山砂2の濡れ性や分散性を高めるノニオン系界面活性剤5としては、ノニルフェニルエーテル系重合体で炭素数6〜7のものを利用することができる。

【0015】
以上の各材料は本発明の混合組成物1を示した。以下の材料は該混合組成物1を小分けするために必要な袋体及び箱体の材料について説明する。
該袋体及び箱体の材料は、(a)該混合組成物を封入した場合の自重に耐えうる強度を備え、(b)該混合組成物が形態を保ち得る程度に固化するまで水中で一定強度を保ち得、(c)所定期間後に水に溶けるという、(a)〜(c)の要件を備えた紙であることが必要となる。
(a)の要件は、混合組成物を封入した袋体、箱体を護岸設置にクレーン等で持ち上げた場合に、山砂等の重量物を含む組成物の自重に耐え得る強度を指す。(b)の要件は、混合組成物を海水や河川水中に沈めた場合に、山砂等の粒状成分が分散してしまわないよう、組成物が水による固化反応でその形態を保ち得る程度に固化するまで、袋体、箱体が一定の強度を保つことをいう。(c)の要件は、その後袋体、箱体が水に溶出し、固化した組成物の表面が露出され、そこに流れ藻やその種が付着し、内部の鉄成分等の成分要素により海草が着生し易くすることを指す。

___

# [課題 1]
本文に挙げられた、袋体及び箱体の材料となる紙が備えるべき要件を、(a)〜(c)のすべてについて列挙してください。
# [課題 2]
袋体及び箱体の材料を扱う本文を、最後の文の後から書き継いでください。

# [表示データ]
___

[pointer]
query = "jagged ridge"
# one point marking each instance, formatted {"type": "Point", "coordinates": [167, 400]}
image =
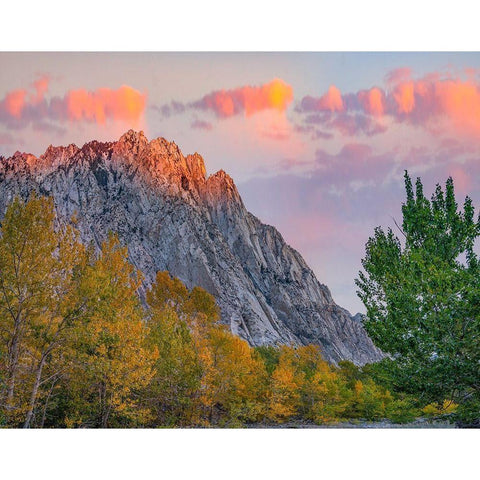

___

# [解答 1]
(a) 混合組成物を封入した場合の自重に耐えうる強度を備えること
(b) 混合組成物が形態を保ち得る程度に固化するまで、水中で一定強度を保ち得ること
(c) 所定期間後に水に溶けること

# [解答 2]
上記(a)〜(c)の要件を備えた紙の具体例がクラフト紙及び水溶紙である。
図2は、該クラフト紙7を袋体6とする構造体を示す。袋体6はクラフト紙7の1層厚さを1mmとし、厚さ5mmの5層構造体の板紙として造形した。この構造体は海水などに浸透されて徐々に吸水し、半年程度で海水に溶解する。半年という時間は、上記混合組成物1が徐々に海水を吸水して固化する時間が1ヶ月で、その後の海草類の根付きが起こる時間が3ヶ月とし、海草類が成長する時間を更に3ヶ月として勘案した時間である。
又、無サイズ紙と呼ばれる海水など水を吸水させると1週間程度で溶解する水溶紙がある。紙が水に濡れて破れやすくなる性質を極限まで高めたもので、紙を構成している繊維が分散した状態をいい、混合組成物の水中での固化反応を1週間程度でおこなう等の早期の固化及び海草の着生が望ましい場合には、このような水溶紙を用いることもできる。
クラフト紙7の紙質試験成績表を表2に示す。
【0016】
【表2】

クラフト紙は、上記の如く、空中で(a)の要件を備え、水中で(b)及び(c)の要件を満たしている。

【0017】
以上に記述した各材料の特徴を踏まえ、本発明である透水性を保有した上記混合組成物1の配合と成形方法について説明する。
表3にその配合表を示す。

【0018】
【表3】



【0019】
前記配合に基づいた混合組成物1を用いてテトラポット等のブロックを敷設する工程を以下に説明する。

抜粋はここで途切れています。